◆ **Data extracts**
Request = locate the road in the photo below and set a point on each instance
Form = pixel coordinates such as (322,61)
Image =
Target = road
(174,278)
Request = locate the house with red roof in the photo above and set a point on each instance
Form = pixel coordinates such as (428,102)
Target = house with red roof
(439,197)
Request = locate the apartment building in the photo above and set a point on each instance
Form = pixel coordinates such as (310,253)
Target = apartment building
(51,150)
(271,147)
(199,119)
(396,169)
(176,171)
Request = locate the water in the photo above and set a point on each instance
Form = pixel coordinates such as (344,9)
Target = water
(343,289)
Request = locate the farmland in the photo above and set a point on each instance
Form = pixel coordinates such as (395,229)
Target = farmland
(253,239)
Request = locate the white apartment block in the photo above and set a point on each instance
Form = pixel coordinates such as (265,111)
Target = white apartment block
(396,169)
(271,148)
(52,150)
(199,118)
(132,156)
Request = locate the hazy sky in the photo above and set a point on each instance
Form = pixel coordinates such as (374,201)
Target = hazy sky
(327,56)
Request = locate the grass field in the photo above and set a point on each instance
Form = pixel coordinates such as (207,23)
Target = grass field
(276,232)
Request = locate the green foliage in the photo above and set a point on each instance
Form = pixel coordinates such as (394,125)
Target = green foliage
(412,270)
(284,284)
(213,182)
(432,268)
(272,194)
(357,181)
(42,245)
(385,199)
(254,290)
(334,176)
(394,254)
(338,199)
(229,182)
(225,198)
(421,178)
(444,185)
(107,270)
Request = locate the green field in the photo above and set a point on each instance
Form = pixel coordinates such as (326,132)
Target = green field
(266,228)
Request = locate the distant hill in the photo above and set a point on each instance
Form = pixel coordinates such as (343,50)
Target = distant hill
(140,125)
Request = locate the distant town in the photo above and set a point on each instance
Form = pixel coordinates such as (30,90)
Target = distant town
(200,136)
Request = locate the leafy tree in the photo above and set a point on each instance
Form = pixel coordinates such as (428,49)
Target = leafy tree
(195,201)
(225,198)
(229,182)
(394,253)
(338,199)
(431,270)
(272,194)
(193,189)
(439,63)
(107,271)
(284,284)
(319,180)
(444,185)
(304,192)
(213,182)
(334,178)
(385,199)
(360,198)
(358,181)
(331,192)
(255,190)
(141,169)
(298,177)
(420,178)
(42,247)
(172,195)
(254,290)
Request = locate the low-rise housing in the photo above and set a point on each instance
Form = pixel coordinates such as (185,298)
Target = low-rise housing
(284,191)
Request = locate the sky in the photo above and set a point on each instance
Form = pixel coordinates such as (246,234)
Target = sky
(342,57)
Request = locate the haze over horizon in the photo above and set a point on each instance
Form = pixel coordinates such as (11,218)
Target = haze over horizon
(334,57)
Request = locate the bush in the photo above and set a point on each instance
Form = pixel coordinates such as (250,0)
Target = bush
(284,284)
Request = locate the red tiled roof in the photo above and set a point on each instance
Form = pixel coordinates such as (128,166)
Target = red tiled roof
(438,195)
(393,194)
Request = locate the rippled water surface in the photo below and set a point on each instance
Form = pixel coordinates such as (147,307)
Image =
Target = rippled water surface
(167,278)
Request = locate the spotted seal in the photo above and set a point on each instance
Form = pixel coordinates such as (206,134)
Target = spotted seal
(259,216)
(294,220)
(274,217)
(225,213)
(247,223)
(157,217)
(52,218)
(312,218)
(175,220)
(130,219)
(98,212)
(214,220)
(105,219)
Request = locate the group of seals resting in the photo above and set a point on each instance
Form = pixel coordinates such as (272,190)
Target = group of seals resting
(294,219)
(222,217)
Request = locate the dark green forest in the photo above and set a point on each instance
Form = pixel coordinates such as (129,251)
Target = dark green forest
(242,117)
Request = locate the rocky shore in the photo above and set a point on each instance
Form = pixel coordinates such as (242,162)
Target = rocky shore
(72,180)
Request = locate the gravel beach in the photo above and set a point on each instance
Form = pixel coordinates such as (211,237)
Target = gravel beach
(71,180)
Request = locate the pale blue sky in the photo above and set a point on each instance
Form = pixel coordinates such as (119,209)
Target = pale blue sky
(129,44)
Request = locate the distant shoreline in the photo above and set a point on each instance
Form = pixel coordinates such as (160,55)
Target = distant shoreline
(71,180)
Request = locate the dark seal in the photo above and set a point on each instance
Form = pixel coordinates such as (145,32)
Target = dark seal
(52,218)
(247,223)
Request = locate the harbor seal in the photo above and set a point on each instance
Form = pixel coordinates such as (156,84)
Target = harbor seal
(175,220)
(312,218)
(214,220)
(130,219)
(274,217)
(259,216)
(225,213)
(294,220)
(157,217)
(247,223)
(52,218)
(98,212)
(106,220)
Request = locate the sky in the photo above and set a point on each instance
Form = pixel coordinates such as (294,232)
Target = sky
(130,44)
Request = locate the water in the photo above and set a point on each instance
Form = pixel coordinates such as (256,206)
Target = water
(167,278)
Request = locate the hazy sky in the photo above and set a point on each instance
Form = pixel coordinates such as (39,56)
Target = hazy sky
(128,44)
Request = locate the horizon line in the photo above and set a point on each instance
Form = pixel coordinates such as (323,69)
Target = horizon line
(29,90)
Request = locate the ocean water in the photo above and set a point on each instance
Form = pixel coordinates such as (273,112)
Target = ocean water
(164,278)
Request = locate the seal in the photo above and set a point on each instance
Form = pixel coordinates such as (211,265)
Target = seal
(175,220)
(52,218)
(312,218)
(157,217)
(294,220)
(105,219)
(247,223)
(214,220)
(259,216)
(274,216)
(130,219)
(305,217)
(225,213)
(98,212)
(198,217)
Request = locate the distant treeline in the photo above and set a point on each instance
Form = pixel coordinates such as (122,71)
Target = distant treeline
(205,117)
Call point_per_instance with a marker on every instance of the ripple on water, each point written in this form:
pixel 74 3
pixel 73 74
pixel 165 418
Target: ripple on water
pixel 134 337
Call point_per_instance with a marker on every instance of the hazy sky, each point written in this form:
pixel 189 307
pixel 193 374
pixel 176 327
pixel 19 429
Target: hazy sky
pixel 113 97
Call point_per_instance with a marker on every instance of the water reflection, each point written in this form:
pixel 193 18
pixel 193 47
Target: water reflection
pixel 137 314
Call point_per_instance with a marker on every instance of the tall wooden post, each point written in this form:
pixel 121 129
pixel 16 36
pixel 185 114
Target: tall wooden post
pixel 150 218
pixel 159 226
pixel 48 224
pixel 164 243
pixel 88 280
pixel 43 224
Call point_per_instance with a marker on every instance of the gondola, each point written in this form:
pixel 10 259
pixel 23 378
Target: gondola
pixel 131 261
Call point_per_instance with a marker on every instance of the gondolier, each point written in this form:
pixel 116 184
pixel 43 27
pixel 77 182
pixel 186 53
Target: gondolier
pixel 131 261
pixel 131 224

◆ **Directions for this task**
If a line of the material contains the word "below", pick it out and copy it.

◆ **Completed task**
Request = locate the road in the photo below and set a point on each instance
Request = locate the rippled water surface in the photo below and set a point on each instance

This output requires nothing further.